━━━ Supplied data

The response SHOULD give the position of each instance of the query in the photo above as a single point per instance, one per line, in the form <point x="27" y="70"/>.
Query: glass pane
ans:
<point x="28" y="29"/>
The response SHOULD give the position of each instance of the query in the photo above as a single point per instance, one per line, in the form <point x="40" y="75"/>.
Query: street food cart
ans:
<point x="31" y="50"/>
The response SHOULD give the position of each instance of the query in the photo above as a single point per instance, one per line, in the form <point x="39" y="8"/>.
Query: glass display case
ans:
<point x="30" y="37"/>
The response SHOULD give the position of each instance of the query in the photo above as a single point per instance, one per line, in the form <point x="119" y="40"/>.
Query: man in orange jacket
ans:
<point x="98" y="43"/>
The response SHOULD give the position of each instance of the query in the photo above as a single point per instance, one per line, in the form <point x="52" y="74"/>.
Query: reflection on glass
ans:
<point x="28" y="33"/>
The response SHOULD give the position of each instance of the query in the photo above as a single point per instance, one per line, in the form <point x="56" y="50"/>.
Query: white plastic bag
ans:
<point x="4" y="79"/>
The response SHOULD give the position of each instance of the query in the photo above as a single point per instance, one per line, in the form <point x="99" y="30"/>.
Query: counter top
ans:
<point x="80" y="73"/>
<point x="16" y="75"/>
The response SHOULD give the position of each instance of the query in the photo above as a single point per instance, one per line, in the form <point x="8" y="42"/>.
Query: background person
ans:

━━━━━━

▶ [Set exercise]: Pick out each line in the items above that contains the word "glass", and copy those lines.

▶ [Written answer]:
Query: glass pane
Query: glass display case
Query: reflection on glass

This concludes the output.